**WORK TO BE COMPLETED:**
Copy out the news report on the Bethpage groundwater plume in full, word for word.

Water Districts Condemn Northrop Grumman For Refusal To Pay Toxic Clean Up

May 18, 2016

A model of a fighter jet outside the former Grumman Corp. plant in Bethpage, N.Y. in 2014. Officials have been working for years to clean up a plume of contaminated water emanating from the Long Island facility.
Credit Frank Eltman / AP

Three Long Island water districts have sent a letter to Northrop Grumman headquarters in Virginia criticizing the company for letting groundwater contamination spread in and around its former plant in Bethpage.

A three-mile plume of toxic chemicals moving underneath the ground began forming 60 years ago as the defense contractor built fighter jets for the U.S. Navy during World War II.

Grumman and the U.S. Navy began investigating the plume in 1988. The multimillion dollar operation led to the installation of treatment systems inside water district facilities and homes in the plume’s wake.

Last year, New York State, Grumman and the U.S. Navy entered into an agreement for the plume’s clean up.

Under the agreement, Grumman is responsible for remediating the affected areas.

Local politicians and environmentalists have called on Grumman and the Navy to bear the lion’s share of a $70 million water treatment plant to remediate the plume completely.

The Navy and Grumman have not agreed to pay. They say they will keep testing and treating groundwater in the affected areas.

**EXTRACTED DATA:**
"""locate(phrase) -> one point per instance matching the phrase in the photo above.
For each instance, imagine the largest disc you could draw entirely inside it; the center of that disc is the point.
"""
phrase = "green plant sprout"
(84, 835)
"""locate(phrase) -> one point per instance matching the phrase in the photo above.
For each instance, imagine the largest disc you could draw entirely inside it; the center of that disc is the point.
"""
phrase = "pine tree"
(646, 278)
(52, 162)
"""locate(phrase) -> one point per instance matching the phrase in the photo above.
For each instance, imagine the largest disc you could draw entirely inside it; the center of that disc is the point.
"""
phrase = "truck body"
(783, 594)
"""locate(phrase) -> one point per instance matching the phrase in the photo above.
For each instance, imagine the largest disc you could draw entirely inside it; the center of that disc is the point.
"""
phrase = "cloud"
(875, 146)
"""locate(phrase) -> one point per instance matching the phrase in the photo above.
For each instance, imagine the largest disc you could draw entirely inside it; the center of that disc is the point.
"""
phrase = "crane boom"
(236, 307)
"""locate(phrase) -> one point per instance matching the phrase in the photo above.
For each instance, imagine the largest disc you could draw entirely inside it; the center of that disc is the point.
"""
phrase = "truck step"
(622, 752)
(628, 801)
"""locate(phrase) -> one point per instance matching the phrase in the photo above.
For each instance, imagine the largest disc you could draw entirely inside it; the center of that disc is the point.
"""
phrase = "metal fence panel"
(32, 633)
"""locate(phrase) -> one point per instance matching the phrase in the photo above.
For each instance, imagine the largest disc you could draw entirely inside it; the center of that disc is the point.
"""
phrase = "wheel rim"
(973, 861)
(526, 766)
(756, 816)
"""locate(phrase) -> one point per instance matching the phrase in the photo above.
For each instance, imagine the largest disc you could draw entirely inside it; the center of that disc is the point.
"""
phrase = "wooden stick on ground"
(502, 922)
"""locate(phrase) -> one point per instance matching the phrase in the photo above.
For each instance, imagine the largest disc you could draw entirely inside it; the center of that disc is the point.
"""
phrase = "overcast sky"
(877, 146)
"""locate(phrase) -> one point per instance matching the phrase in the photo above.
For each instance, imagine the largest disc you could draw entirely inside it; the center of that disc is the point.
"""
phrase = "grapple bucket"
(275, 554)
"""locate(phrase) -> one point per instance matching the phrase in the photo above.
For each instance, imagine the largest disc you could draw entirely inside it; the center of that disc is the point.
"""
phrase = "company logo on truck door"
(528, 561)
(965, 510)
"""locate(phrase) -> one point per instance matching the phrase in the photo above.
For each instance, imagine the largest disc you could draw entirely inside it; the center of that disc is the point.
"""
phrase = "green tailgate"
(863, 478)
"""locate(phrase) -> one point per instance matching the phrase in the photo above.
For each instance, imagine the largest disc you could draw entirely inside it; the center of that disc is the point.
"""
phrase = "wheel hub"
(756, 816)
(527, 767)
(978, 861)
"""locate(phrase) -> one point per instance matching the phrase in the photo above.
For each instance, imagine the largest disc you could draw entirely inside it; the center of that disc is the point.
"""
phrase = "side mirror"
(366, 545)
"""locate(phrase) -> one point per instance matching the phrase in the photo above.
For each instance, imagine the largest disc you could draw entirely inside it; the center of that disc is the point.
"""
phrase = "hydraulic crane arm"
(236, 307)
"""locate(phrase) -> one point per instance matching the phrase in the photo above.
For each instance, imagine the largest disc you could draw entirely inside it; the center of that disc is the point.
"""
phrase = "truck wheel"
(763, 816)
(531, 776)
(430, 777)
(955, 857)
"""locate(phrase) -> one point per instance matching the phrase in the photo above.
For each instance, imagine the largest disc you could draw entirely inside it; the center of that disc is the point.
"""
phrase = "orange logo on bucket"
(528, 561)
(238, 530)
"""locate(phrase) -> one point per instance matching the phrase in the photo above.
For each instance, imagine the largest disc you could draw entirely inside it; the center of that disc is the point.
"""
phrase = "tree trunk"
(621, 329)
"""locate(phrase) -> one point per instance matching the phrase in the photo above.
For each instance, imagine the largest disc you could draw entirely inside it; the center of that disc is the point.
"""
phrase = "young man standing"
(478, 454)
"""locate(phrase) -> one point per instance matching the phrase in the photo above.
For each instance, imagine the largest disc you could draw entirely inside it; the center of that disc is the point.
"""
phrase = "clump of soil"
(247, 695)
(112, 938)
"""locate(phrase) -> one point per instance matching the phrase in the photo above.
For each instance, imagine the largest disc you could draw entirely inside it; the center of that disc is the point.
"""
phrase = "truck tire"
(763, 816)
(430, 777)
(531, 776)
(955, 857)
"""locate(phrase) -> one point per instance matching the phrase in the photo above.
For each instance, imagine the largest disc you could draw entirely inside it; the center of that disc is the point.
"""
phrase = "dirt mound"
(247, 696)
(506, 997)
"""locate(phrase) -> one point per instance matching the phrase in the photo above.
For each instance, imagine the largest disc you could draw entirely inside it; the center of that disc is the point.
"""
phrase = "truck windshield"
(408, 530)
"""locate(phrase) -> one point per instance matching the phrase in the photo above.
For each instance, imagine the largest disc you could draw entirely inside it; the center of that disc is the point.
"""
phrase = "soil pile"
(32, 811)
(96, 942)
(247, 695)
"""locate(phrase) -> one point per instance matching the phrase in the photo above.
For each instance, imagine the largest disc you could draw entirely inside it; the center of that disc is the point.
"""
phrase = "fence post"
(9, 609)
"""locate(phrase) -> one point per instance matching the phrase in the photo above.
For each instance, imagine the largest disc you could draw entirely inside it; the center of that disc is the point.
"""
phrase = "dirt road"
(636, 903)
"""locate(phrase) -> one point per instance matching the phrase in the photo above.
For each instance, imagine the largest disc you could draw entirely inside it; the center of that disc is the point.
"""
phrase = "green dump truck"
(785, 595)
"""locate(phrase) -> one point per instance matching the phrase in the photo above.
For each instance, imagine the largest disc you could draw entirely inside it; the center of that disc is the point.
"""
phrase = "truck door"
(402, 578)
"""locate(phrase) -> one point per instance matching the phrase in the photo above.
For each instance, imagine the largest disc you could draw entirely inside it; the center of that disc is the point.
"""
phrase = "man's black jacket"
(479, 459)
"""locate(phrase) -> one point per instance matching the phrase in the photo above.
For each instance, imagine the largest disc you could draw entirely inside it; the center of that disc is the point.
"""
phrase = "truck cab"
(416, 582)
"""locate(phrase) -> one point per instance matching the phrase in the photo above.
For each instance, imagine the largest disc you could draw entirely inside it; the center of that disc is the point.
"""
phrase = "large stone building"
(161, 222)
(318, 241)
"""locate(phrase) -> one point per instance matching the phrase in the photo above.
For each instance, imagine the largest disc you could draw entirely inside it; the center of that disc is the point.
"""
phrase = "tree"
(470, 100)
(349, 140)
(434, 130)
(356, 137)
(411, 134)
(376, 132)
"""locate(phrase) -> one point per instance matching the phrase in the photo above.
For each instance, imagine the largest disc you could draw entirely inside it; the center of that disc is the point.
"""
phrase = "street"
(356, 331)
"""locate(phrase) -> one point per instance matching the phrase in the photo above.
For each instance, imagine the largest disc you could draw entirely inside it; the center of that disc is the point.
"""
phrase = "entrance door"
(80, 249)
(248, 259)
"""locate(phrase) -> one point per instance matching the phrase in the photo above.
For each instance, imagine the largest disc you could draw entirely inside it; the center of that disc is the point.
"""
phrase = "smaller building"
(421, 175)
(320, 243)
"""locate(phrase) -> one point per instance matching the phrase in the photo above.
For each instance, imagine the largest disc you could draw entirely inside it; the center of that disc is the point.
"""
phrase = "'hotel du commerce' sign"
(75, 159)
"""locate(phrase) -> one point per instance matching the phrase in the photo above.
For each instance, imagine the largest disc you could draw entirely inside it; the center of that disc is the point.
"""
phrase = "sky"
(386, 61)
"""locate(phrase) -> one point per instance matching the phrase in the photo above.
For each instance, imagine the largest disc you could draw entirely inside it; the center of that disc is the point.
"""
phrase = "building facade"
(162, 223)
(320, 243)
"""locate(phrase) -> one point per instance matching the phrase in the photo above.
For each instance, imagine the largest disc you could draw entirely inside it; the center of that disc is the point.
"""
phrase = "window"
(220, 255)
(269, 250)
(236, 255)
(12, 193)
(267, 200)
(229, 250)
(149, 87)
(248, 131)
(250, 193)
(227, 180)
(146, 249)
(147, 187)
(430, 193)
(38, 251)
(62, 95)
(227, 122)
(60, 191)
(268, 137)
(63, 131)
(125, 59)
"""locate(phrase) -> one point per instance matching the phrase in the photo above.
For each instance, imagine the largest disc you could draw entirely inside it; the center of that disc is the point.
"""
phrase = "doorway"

**YOUR SOLUTION:**
Water Districts Condemn Northrop Grumman For Refusal To Pay Toxic Clean Up

May 18, 2016

A model of a fighter jet outside the former Grumman Corp. plant in Bethpage, N.Y. in 2014. Officials have been working for years to clean up a plume of contaminated water emanating from the Long Island facility.
Credit Frank Eltman / AP

Three Long Island water districts have sent a letter to Northrop Grumman headquarters in Virginia criticizing the company for letting groundwater contamination spread in and around its former plant in Bethpage.

A three-mile plume of toxic chemicals moving underneath the ground began forming 60 years ago as the defense contractor built fighter jets for the U.S. Navy during World War II.

Grumman and the U.S. Navy began investigating the plume in 1988. The multimillion dollar operation led to the installation of treatment systems inside water district facilities and homes in the plume’s wake.

Last year, New York State, Grumman and the U.S. Navy entered into an agreement for the plume’s clean up.

Under the agreement, Grumman is responsible for remediating the affected areas.

Local politicians and environmentalists have called on Grumman and the Navy to bear the lion’s share of a $70 million water treatment plant to remediate the plume completely.

The Navy and Grumman have not agreed to pay. They say they will keep testing and treating groundwater in the affected areas.